# ПРЕДОСТАВЛЕННЫЙ ОТРЫВОК
Но вот опять болото раскинулось по дороге; по болоту пошла гать, размытая дождями, с грязными выбоинами, с погнившими и оголившими сучья бревнами. Все-таки я был счастлив, несказанно доволен, как ни разу во всех летних переездах по прибрежьям своеобразного, но утомительного Белого моря. Оно покажется мне еще раза два-три, но издали, на последнее прощание и уже около самого Архангельска.

# ПОСТАНОВКА ЗАДАЧИ 1
Определите, согласуются ли с отрывком о дороге через болото утверждения (а), (б) и (в). Для каждого ответьте «да» или «нет» и приведите точную цитату, на которой основан ответ.

(а) Гать через болото была размыта дождями.
(б) Рассказчик был недоволен этим переездом.
(в) Белое море рассказчик больше не увидит.
# ПОСТАНОВКА ЗАДАЧИ 2
Кратко ответьте по отрывку о дороге через болото на вопросы (а), (б) и (в).

(а) Какими были бревна гати?
(б) Какими словами охарактеризовано Белое море?
(в) Около какого города Белое море покажется рассказчику на последнее прощание?
# ПОСТАНОВКА ЗАДАЧИ 3
Продолжите отрывок о дороге через болото, начав сразу после его последнего предложения.

# ИЗВЛЕЧЁННЫЕ СВЕДЕНИЯ
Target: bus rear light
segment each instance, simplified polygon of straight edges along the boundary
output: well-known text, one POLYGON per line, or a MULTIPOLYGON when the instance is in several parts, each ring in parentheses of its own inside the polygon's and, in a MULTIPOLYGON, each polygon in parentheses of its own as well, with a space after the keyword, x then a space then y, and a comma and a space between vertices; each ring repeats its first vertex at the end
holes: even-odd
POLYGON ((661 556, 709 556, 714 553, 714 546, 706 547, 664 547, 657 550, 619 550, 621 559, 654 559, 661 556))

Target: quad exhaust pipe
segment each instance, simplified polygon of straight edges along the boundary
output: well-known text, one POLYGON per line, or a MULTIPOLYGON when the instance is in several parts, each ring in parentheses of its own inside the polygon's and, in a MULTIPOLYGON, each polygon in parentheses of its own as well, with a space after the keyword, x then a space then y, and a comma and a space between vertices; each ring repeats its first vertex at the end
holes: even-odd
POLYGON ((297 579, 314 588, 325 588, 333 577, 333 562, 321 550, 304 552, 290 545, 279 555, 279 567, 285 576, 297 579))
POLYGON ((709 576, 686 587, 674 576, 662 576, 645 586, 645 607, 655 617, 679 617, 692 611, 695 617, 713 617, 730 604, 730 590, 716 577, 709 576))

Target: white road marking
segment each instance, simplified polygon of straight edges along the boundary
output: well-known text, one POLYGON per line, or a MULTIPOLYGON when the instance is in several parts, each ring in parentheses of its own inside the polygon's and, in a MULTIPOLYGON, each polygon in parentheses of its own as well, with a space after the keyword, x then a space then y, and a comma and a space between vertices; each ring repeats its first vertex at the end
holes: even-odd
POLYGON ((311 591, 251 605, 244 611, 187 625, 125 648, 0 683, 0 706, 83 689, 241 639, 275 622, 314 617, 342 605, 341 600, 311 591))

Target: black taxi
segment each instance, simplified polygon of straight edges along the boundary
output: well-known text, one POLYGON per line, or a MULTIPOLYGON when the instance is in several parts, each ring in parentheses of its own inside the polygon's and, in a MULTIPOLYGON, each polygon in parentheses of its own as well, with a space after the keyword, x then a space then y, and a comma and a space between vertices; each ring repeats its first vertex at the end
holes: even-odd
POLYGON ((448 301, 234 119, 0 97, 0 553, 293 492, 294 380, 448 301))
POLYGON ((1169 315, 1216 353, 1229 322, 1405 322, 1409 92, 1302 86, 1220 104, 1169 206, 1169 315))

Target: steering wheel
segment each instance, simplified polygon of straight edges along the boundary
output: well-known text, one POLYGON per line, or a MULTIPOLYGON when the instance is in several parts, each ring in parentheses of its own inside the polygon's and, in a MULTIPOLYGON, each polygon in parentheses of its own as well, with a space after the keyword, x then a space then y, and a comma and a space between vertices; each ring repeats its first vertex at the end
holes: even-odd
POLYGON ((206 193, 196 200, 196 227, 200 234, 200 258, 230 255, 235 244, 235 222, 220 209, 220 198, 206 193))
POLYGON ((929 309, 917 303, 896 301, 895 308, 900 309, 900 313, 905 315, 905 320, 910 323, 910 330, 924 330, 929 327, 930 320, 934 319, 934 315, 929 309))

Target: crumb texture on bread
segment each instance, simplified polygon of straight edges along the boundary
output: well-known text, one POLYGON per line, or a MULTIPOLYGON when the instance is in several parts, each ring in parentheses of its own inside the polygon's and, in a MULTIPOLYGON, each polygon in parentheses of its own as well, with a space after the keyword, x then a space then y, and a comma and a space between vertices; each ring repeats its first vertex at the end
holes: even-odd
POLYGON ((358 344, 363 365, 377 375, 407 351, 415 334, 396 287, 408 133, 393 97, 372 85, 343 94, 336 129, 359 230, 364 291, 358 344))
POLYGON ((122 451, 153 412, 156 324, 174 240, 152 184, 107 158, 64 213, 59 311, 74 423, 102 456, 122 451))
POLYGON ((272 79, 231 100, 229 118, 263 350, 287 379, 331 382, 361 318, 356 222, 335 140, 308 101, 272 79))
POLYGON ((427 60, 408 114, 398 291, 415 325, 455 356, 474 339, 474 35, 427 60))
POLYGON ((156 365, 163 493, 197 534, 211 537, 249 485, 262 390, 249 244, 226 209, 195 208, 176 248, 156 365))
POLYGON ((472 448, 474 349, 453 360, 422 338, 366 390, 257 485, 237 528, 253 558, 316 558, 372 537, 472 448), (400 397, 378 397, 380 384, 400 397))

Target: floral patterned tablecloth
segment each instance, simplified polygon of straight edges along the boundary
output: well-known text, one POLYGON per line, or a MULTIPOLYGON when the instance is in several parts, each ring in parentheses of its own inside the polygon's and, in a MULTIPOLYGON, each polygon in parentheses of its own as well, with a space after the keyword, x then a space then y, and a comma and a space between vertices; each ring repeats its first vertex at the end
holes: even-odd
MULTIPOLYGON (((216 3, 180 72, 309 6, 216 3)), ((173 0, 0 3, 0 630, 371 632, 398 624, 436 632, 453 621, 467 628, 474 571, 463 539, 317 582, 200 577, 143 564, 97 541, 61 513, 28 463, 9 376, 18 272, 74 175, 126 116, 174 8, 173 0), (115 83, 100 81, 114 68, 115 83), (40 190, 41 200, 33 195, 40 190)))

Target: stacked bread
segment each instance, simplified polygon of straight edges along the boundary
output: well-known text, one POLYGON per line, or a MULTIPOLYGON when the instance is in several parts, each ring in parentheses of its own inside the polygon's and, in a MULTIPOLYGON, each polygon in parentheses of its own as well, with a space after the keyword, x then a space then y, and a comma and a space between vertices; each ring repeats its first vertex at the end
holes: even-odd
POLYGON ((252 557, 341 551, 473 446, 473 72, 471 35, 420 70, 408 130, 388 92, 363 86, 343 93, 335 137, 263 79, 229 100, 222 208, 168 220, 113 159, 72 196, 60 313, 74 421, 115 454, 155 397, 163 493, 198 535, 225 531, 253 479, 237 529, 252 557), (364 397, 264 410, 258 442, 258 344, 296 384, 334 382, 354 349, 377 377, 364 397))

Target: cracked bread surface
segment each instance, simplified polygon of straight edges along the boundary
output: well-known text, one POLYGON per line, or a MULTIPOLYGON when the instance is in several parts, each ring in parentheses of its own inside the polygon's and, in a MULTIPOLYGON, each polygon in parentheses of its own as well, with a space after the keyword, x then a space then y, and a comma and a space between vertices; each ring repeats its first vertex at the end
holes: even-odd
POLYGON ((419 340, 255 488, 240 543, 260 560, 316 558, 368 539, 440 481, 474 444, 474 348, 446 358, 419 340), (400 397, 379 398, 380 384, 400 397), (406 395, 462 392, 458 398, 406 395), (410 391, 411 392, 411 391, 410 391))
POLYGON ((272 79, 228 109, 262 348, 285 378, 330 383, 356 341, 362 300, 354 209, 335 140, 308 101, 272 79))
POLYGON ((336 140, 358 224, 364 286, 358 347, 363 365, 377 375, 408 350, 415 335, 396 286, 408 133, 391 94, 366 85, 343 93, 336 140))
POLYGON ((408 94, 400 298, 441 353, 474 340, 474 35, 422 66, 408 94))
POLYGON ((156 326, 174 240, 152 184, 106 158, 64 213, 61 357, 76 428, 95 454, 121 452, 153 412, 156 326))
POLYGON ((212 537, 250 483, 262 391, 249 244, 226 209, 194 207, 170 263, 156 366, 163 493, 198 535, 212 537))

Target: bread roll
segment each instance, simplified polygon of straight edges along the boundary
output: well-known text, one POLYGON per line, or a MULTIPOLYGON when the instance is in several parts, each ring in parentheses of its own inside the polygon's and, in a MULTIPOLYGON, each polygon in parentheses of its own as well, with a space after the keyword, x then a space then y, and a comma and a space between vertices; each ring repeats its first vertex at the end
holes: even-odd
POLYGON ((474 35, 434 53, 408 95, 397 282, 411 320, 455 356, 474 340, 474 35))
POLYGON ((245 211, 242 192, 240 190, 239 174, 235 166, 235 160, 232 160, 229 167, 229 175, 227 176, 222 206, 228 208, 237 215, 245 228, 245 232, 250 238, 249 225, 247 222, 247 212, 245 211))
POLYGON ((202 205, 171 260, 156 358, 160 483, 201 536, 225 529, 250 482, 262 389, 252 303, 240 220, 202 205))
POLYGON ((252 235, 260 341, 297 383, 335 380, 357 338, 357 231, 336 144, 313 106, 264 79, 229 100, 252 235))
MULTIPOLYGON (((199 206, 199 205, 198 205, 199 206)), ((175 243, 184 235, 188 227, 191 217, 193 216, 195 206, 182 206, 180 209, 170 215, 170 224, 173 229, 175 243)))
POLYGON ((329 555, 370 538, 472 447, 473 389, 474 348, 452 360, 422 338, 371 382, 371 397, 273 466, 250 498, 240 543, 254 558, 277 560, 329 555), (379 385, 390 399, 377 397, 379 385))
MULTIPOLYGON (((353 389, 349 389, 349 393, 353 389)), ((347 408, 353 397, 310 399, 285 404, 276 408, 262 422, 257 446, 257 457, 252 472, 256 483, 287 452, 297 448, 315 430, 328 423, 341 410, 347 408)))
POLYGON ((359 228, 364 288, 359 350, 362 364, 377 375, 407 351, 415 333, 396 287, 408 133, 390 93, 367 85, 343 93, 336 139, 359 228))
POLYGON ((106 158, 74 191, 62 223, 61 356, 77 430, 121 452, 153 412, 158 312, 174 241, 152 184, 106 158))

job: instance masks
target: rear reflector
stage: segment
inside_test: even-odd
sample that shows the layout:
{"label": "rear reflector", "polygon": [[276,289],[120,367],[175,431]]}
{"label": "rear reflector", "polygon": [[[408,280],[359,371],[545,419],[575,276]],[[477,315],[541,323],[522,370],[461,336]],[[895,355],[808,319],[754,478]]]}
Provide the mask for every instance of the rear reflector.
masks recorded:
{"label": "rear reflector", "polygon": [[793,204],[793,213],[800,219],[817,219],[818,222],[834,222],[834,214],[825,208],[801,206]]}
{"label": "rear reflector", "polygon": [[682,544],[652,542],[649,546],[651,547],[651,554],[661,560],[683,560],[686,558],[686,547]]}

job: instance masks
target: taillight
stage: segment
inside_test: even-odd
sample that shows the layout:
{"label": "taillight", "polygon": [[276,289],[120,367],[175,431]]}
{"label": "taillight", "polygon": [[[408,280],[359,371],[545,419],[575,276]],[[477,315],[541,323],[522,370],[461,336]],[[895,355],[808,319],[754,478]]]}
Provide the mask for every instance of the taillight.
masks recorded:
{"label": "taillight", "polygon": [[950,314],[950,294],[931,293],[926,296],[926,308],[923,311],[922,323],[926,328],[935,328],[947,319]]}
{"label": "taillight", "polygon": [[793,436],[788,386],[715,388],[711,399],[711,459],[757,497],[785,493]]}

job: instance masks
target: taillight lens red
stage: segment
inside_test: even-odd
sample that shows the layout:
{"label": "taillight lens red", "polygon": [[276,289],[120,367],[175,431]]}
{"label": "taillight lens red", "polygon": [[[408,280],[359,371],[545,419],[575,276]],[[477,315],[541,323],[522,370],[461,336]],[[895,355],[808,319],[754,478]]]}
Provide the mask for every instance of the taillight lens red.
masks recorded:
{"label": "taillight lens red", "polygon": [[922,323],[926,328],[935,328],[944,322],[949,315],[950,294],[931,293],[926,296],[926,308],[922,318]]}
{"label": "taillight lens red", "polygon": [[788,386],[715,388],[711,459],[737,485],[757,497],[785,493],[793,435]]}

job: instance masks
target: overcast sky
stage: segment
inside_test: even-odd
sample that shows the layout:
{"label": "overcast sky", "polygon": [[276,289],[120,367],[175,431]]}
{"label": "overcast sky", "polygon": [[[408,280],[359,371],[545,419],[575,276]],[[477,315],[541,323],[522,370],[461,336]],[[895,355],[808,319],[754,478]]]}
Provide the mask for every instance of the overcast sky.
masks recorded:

# РЕЗУЛЬТАТ УПРАЖНЕНИЯ 1
(а) Да: «по болоту пошла гать, размытая дождями».
(б) Нет: «Все-таки я был счастлив, несказанно доволен».
(в) Нет: «Оно покажется мне еще раза два-три, но издали».

# РЕЗУЛЬТАТ УПРАЖНЕНИЯ 2
(а) Погнившими и оголившими сучья.
(б) Своеобразное, но утомительное.
(в) Около Архангельска.

# РЕЗУЛЬТАТ УПРАЖНЕНИЯ 3
Село Малошуйка большое, раскиданное по двум берегам довольно широкой речонки. Встречает оно меня большими домами, деревянной, еще не старой церковью. Оставшиеся дома жители его рассказали о том, что село это некогда, до штатов, приписано было к Кожеозерскому монастырю (существующему еще до сих пор вверх по р. Онеге); что они стреляют птиц и деньгами от продажи их оплачивают государственные повинности. Бьют и морских зверей, ловят и рыбу, но в незначительном количестве. Большей частью они по летам также выбираются на Мурман и строят суда, но немного. Отлучаются и в Питер для черных работ, на которые укажет случайность и личный произвол хозяев. Прежде занимались в селе Малошуйском хлебопашеством, но теперь производится это в меньших размерах, оттого-де, что земля неблагодарна, а вероятнее, оттого, что сманили богатые соседи — океан и море.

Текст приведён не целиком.